# What to do:
Please rewrite the entries from the line with "Can you find the shadow" up to and including the line with "point(184, 160)", changing "grass" to "lawn" and leaving everything else unchanged.

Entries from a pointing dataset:
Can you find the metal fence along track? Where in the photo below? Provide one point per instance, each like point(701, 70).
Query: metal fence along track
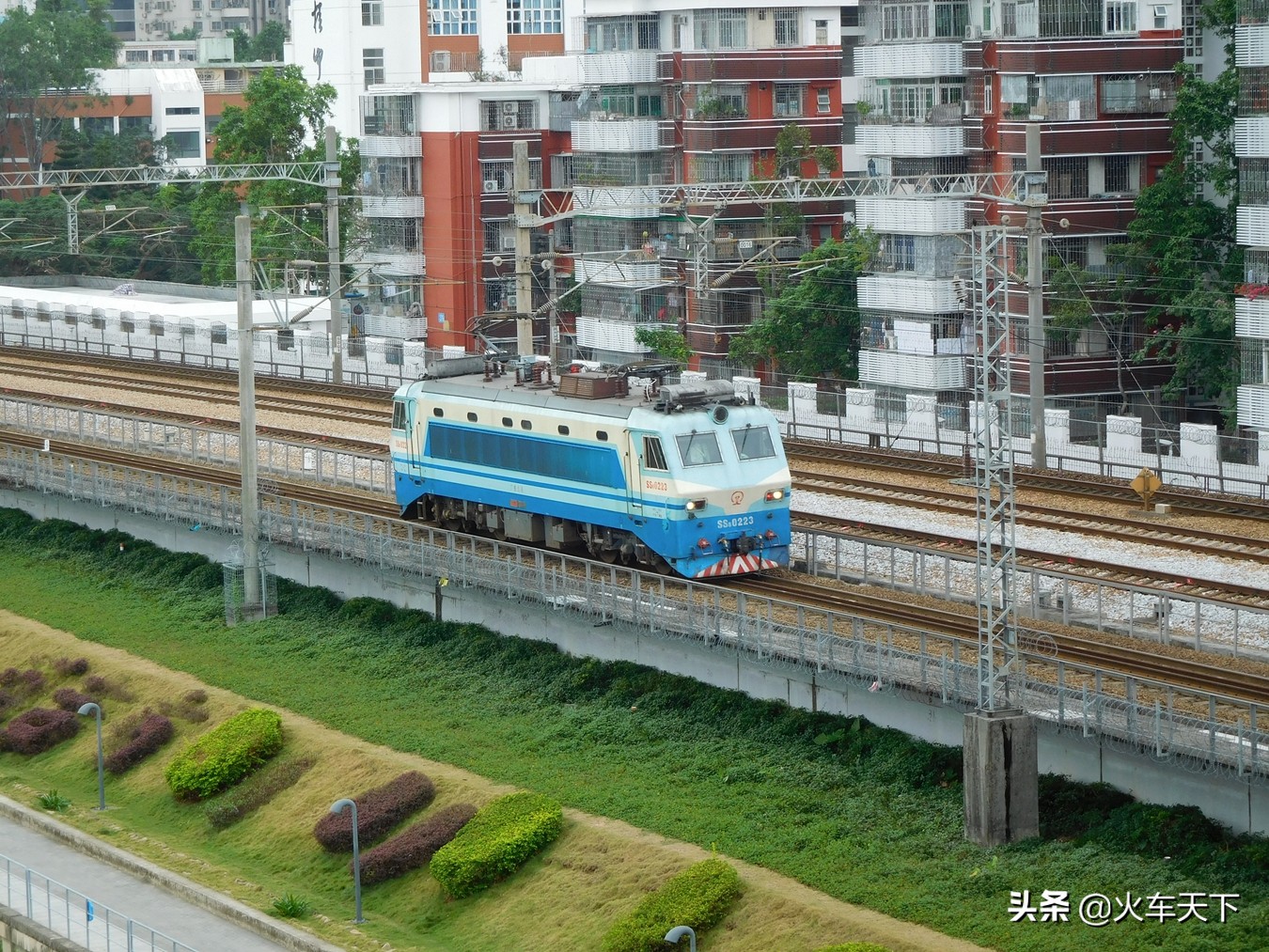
point(61, 909)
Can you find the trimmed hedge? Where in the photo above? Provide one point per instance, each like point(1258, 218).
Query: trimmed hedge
point(145, 739)
point(39, 728)
point(377, 811)
point(254, 792)
point(225, 754)
point(496, 842)
point(414, 848)
point(698, 897)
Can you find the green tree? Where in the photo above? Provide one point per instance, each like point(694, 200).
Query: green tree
point(1184, 245)
point(666, 342)
point(47, 61)
point(283, 120)
point(811, 325)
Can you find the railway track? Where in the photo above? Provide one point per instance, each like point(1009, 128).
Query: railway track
point(206, 386)
point(1026, 478)
point(1195, 673)
point(1117, 528)
point(939, 543)
point(1146, 663)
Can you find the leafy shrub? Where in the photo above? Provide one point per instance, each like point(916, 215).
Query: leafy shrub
point(69, 668)
point(40, 728)
point(225, 754)
point(146, 738)
point(256, 791)
point(70, 699)
point(496, 842)
point(292, 907)
point(414, 848)
point(53, 800)
point(698, 897)
point(377, 811)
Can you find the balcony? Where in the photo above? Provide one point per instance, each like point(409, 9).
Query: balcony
point(392, 261)
point(392, 206)
point(608, 336)
point(628, 271)
point(1251, 136)
point(1251, 44)
point(619, 69)
point(909, 60)
point(1254, 226)
point(1251, 316)
point(892, 292)
point(616, 134)
point(617, 201)
point(928, 372)
point(408, 147)
point(932, 216)
point(910, 140)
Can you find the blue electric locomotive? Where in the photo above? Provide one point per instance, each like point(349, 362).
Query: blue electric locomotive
point(685, 478)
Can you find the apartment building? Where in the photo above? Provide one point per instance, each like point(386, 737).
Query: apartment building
point(950, 86)
point(1251, 144)
point(641, 101)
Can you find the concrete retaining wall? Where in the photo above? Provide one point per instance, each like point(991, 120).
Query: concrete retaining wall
point(1230, 800)
point(22, 934)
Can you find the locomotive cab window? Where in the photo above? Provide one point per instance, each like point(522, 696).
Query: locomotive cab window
point(753, 444)
point(698, 448)
point(653, 453)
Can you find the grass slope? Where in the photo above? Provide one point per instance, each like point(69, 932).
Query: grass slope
point(863, 815)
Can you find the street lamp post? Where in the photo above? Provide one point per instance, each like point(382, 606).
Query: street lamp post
point(678, 932)
point(337, 807)
point(91, 707)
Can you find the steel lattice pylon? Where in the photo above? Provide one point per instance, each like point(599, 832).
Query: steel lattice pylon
point(994, 473)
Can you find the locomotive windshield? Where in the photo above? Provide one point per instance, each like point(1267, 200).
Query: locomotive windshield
point(753, 444)
point(698, 448)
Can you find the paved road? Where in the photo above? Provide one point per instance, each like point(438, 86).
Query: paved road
point(126, 895)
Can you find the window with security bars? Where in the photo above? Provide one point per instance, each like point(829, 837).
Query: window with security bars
point(722, 166)
point(535, 17)
point(786, 23)
point(452, 18)
point(1068, 177)
point(787, 100)
point(1120, 17)
point(372, 65)
point(1254, 180)
point(615, 33)
point(1070, 18)
point(1254, 90)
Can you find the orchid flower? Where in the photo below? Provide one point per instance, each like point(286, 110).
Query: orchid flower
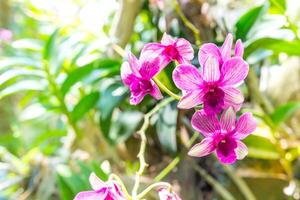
point(101, 190)
point(137, 76)
point(223, 136)
point(221, 54)
point(170, 49)
point(214, 87)
point(165, 194)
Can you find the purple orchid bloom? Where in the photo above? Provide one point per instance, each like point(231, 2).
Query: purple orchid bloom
point(221, 54)
point(165, 194)
point(170, 49)
point(214, 87)
point(224, 136)
point(137, 76)
point(101, 191)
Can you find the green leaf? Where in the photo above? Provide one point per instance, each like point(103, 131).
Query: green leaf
point(247, 21)
point(277, 6)
point(21, 86)
point(123, 125)
point(84, 105)
point(10, 77)
point(50, 45)
point(283, 112)
point(166, 128)
point(9, 62)
point(275, 45)
point(261, 148)
point(83, 72)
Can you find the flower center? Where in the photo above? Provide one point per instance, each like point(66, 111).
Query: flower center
point(214, 98)
point(172, 52)
point(142, 85)
point(226, 145)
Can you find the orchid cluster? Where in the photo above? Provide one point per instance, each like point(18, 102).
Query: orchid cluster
point(213, 88)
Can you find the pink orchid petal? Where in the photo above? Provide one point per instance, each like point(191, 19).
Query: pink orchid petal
point(89, 195)
point(211, 70)
point(227, 120)
point(165, 194)
point(233, 97)
point(150, 68)
point(191, 99)
point(207, 125)
point(207, 50)
point(95, 182)
point(156, 92)
point(167, 40)
point(226, 47)
point(239, 48)
point(136, 99)
point(244, 126)
point(226, 151)
point(241, 150)
point(156, 48)
point(134, 63)
point(185, 50)
point(187, 77)
point(234, 71)
point(205, 147)
point(126, 73)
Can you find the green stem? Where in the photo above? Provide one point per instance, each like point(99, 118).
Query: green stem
point(118, 179)
point(154, 185)
point(176, 160)
point(187, 23)
point(165, 89)
point(239, 182)
point(225, 194)
point(141, 153)
point(56, 92)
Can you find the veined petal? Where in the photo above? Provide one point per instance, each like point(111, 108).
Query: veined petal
point(187, 77)
point(244, 126)
point(239, 49)
point(234, 71)
point(167, 39)
point(241, 150)
point(89, 195)
point(226, 47)
point(155, 92)
point(207, 50)
point(205, 147)
point(150, 68)
point(232, 97)
point(96, 182)
point(185, 49)
point(191, 99)
point(211, 70)
point(227, 120)
point(155, 48)
point(136, 99)
point(134, 63)
point(207, 125)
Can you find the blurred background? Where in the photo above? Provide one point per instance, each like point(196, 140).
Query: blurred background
point(65, 113)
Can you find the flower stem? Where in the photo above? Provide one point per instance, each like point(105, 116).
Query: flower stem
point(141, 153)
point(154, 185)
point(176, 160)
point(225, 194)
point(239, 182)
point(165, 89)
point(117, 178)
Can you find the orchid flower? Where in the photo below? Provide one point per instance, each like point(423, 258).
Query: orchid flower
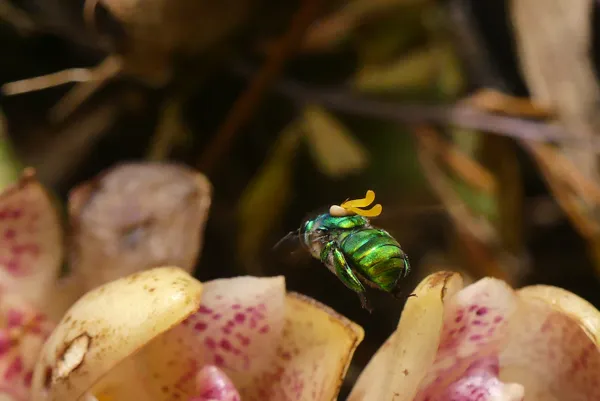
point(162, 335)
point(487, 342)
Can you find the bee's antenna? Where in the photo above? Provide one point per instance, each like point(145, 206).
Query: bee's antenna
point(286, 237)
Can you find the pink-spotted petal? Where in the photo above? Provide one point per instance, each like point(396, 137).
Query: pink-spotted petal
point(551, 353)
point(31, 243)
point(23, 332)
point(480, 383)
point(313, 355)
point(395, 371)
point(214, 385)
point(476, 325)
point(236, 328)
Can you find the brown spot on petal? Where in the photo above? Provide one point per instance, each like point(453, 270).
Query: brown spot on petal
point(73, 356)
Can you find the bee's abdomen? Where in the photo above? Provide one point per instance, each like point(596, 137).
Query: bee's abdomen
point(377, 256)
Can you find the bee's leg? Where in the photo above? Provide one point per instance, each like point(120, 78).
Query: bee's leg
point(333, 255)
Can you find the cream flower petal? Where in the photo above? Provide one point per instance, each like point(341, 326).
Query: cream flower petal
point(213, 384)
point(31, 240)
point(551, 354)
point(396, 370)
point(313, 355)
point(107, 325)
point(476, 325)
point(480, 383)
point(22, 334)
point(239, 321)
point(585, 313)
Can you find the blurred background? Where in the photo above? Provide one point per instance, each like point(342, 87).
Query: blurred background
point(475, 123)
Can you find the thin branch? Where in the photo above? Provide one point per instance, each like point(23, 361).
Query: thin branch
point(344, 100)
point(246, 104)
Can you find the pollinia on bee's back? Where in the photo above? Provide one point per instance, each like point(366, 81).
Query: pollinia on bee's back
point(355, 251)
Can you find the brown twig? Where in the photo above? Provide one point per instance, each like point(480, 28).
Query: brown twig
point(462, 115)
point(249, 101)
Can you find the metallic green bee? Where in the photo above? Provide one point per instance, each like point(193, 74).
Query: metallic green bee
point(356, 252)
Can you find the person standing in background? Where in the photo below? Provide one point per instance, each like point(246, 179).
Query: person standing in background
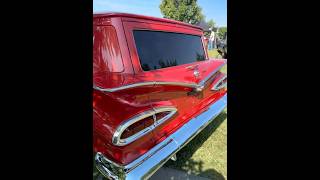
point(212, 39)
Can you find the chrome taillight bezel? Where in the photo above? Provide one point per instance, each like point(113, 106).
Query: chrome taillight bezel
point(219, 84)
point(116, 139)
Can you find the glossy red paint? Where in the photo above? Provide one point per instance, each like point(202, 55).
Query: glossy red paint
point(116, 63)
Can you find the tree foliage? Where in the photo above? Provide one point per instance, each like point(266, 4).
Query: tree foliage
point(182, 10)
point(211, 23)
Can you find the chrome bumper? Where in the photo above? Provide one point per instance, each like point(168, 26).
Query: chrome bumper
point(150, 162)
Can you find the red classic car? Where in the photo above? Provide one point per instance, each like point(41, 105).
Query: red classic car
point(154, 90)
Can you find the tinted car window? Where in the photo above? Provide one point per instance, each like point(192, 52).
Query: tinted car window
point(158, 50)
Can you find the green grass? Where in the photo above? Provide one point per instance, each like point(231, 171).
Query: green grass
point(206, 154)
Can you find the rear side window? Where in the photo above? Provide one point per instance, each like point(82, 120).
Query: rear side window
point(106, 50)
point(158, 50)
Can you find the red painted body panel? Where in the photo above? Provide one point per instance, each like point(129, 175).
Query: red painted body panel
point(116, 63)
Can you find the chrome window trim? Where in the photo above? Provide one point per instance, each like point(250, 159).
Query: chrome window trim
point(197, 87)
point(116, 139)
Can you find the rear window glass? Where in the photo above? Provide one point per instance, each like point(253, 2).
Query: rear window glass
point(158, 50)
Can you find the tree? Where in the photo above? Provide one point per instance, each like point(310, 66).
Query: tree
point(182, 10)
point(211, 23)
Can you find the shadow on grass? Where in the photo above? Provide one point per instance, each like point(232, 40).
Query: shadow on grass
point(184, 160)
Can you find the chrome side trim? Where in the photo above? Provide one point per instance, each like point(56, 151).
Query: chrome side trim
point(123, 87)
point(197, 87)
point(151, 161)
point(116, 139)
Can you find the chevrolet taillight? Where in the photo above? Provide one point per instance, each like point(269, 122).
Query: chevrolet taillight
point(141, 124)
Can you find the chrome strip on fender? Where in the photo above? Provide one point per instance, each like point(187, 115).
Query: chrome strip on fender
point(144, 166)
point(197, 87)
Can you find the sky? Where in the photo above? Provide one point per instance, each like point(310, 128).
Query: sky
point(212, 9)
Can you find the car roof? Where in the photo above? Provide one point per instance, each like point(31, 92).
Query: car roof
point(120, 14)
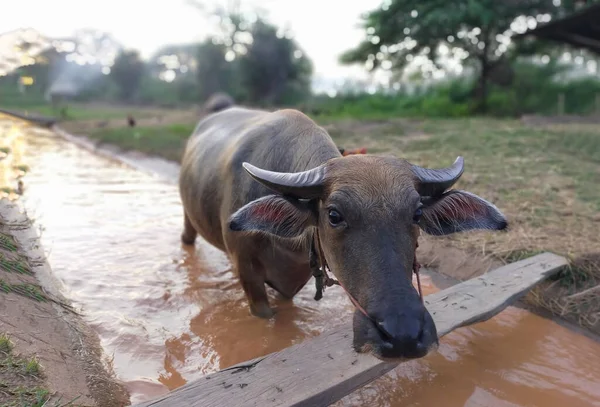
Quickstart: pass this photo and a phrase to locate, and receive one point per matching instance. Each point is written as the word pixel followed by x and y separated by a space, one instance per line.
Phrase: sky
pixel 323 28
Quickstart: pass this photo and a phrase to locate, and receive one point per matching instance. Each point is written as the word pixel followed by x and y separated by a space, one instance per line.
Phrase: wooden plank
pixel 324 369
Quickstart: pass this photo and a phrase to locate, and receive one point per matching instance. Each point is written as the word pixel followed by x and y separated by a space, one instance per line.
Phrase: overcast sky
pixel 323 28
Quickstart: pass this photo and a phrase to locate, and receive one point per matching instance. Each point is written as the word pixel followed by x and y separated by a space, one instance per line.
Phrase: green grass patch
pixel 6 345
pixel 165 141
pixel 30 291
pixel 14 266
pixel 8 243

# Solution to this problem:
Can you find the shadow on lawn? Where in the photo above? Provide one point per instance, each like point(232, 40).
Query: shadow on lawn
point(184, 160)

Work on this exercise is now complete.